*** Selected text
Henry The Rabbit, Béatrice Morel-Journel & Semay Wu – Songs Of The Marsh

The last we heard of French singer Béatrice Morel-Journel was on the quite brilliant 2014 Tara King th. and Halasan Bazar collaboration 8, that album’s noir cinematics, 60s psych and baroque-pop capped with the accomplished flautist’s smoky vocals. Label-mate Henry The Rabbit, aka Craig Martin Wood – the Halasan Bazar drummer, in turn makes creaky, score-ready and intimate folk music, the Copenhagen-based musician’s minimal melodies drawn from his plucked, “psychedelic ukulele skiffle”. Dutch cellist Semay Wu here adds sombre multi-tracking and together, Songs Of The Marsh was, perhaps somewhat irrelevantly, written as a homage to “the late period in the life of Vincent Van Gogh”, the track titles drawn from the names of some of his paintings.
******
*** Supplied data
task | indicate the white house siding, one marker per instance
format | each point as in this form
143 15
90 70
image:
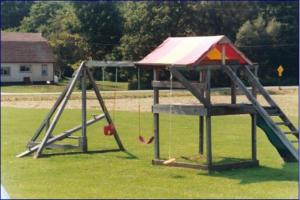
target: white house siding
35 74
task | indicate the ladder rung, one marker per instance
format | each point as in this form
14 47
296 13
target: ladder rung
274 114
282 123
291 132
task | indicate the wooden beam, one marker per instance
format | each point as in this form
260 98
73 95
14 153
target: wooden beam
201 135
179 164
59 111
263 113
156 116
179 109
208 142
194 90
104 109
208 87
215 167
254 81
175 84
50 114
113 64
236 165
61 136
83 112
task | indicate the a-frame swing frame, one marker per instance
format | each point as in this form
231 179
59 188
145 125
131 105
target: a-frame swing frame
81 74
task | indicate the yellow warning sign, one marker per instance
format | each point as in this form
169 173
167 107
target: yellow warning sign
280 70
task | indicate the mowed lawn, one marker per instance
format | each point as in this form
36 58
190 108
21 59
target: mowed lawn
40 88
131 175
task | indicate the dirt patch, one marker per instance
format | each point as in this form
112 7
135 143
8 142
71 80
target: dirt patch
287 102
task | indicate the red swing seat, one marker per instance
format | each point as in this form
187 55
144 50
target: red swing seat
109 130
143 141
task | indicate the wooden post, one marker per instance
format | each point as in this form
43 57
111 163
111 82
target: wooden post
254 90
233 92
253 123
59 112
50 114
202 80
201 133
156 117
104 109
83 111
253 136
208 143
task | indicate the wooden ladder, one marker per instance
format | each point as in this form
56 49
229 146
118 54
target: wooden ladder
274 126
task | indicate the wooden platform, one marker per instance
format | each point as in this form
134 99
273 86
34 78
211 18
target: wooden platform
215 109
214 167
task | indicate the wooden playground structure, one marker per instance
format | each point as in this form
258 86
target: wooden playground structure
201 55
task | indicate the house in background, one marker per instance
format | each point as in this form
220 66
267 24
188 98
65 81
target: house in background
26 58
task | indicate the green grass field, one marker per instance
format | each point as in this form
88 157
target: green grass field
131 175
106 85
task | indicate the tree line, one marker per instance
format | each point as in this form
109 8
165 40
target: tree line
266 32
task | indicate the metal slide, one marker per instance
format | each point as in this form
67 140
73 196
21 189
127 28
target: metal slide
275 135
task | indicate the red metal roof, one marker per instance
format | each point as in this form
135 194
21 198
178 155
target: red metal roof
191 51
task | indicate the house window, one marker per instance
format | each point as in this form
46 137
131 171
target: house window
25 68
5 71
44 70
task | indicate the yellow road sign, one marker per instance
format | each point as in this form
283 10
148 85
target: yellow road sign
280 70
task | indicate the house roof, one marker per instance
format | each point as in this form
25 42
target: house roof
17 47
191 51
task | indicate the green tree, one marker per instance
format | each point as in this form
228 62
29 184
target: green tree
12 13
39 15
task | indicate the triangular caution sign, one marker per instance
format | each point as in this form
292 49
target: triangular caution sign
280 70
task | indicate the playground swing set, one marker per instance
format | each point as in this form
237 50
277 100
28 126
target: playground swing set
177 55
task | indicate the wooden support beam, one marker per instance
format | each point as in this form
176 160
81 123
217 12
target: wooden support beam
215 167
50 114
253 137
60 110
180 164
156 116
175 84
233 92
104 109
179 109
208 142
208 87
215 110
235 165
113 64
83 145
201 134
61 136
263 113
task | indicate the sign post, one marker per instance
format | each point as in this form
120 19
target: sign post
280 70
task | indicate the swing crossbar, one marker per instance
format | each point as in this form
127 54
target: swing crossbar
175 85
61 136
******
*** Supplied data
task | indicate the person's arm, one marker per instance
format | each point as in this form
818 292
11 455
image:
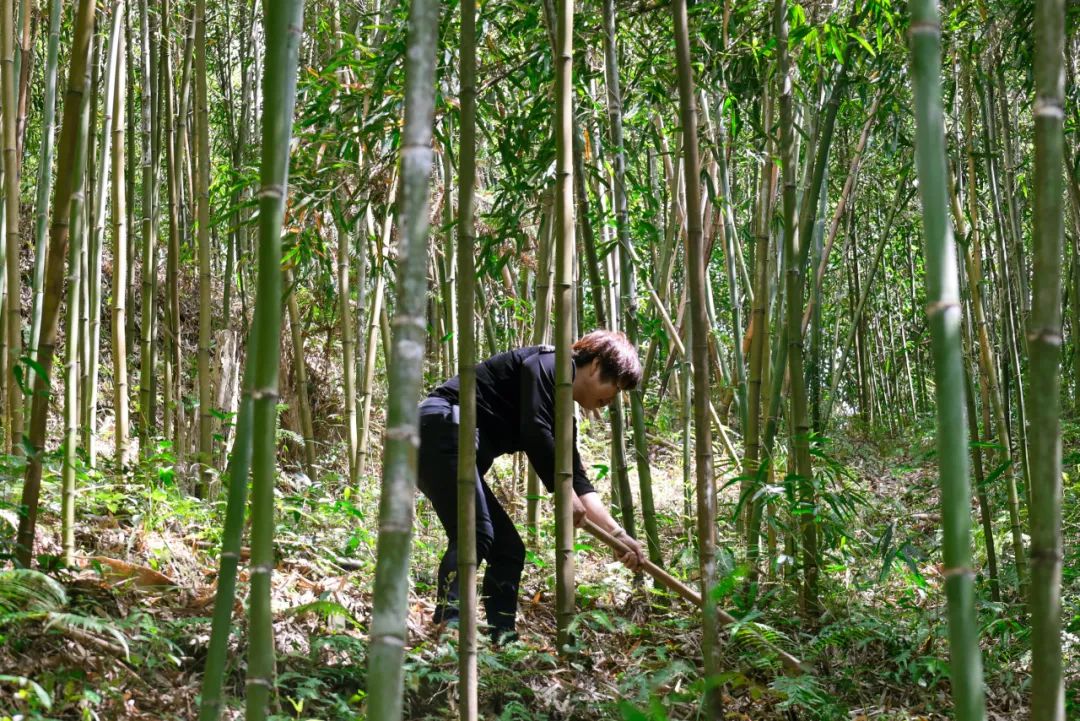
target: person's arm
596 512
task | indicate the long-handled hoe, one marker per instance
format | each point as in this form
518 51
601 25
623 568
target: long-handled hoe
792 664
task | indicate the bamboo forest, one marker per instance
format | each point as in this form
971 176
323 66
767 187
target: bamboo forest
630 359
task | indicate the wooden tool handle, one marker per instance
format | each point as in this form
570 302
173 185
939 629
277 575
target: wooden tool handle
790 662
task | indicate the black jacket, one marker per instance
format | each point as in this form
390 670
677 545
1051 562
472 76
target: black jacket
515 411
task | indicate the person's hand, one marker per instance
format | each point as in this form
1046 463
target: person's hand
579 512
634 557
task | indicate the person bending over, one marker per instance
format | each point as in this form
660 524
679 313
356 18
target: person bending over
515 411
******
*** Supplied data
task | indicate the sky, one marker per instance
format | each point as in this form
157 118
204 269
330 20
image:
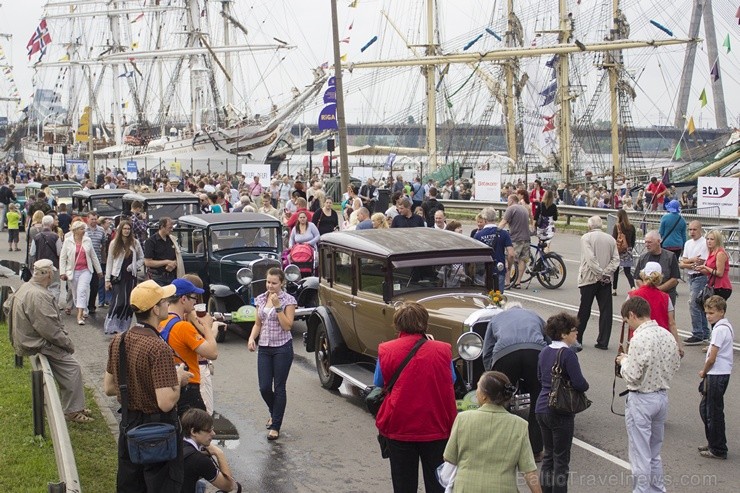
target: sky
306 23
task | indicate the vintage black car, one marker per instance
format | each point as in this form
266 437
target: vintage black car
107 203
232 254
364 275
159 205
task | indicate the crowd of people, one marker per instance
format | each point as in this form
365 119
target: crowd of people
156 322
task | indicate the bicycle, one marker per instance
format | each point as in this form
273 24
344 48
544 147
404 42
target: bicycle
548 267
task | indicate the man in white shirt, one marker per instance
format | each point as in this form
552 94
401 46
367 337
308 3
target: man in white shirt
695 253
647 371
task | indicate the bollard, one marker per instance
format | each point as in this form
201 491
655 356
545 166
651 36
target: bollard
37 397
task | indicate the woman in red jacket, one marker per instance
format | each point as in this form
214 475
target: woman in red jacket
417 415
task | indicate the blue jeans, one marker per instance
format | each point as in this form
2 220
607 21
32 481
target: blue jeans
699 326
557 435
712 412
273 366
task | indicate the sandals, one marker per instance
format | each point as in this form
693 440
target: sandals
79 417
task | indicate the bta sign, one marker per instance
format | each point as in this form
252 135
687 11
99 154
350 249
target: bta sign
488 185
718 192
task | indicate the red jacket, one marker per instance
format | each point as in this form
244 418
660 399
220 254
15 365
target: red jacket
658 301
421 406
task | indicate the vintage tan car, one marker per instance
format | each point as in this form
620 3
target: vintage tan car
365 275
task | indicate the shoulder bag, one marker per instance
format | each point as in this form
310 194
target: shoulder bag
******
## What to work on
According to the album review, what are the track titles on Songs Of The Marsh taken from? These records were taken from a different source than the text.

## The completed task
They are taken from the names of some of Vincent Van Gogh's paintings.